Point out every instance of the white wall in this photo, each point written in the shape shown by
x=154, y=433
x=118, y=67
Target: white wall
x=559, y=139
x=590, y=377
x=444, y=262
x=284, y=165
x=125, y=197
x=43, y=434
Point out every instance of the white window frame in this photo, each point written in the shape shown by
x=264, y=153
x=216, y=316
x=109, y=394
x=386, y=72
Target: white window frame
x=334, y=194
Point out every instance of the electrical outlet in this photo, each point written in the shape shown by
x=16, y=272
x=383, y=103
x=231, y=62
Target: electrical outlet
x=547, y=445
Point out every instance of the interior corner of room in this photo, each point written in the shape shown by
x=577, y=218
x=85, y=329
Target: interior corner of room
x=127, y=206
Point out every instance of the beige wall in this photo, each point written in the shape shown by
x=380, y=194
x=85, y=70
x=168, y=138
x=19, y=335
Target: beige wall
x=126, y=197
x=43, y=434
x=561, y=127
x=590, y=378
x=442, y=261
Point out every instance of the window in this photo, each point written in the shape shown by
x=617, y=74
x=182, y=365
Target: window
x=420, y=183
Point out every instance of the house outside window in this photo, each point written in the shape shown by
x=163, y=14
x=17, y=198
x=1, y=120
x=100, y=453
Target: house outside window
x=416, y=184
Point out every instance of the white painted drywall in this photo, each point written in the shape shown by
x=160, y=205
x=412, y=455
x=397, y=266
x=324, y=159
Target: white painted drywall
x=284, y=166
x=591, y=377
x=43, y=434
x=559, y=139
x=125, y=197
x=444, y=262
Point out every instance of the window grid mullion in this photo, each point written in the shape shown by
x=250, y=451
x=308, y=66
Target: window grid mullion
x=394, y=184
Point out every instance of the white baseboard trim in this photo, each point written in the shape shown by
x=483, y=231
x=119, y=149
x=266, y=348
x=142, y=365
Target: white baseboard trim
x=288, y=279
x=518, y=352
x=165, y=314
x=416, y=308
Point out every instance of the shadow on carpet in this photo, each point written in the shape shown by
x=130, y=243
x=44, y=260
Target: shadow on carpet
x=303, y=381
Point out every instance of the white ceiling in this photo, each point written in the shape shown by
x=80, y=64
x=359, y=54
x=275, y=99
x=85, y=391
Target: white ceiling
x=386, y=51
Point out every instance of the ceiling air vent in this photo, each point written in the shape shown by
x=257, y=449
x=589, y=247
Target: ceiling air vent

Exercise objective:
For this exercise, please output exactly the lines above starting at the line with "x=577, y=218" and ending at the line with "x=308, y=66", ends included.

Answer for the task:
x=577, y=218
x=85, y=329
Target: interior corner of room
x=127, y=206
Point out every instance of the beige wall in this photo, each point written in the shape shown by
x=380, y=194
x=85, y=70
x=168, y=138
x=19, y=335
Target: beige wall
x=126, y=197
x=43, y=434
x=561, y=127
x=590, y=378
x=442, y=261
Point out every instance of the window in this photo, each point written in the shape shown by
x=617, y=74
x=182, y=365
Target: window
x=420, y=183
Point out every instance of the house outside window in this photo, each point written in the shape shown by
x=163, y=14
x=17, y=198
x=1, y=120
x=100, y=453
Target: house outside window
x=416, y=184
Point out every instance of the white painted drywall in this photo, each point written in the shape shown by
x=160, y=205
x=412, y=455
x=397, y=266
x=324, y=159
Target: white painted drywall
x=284, y=166
x=591, y=377
x=43, y=434
x=559, y=139
x=125, y=197
x=444, y=262
Point out every instance of the window grid mullion in this photo, each point written in the shape shown by
x=250, y=451
x=308, y=66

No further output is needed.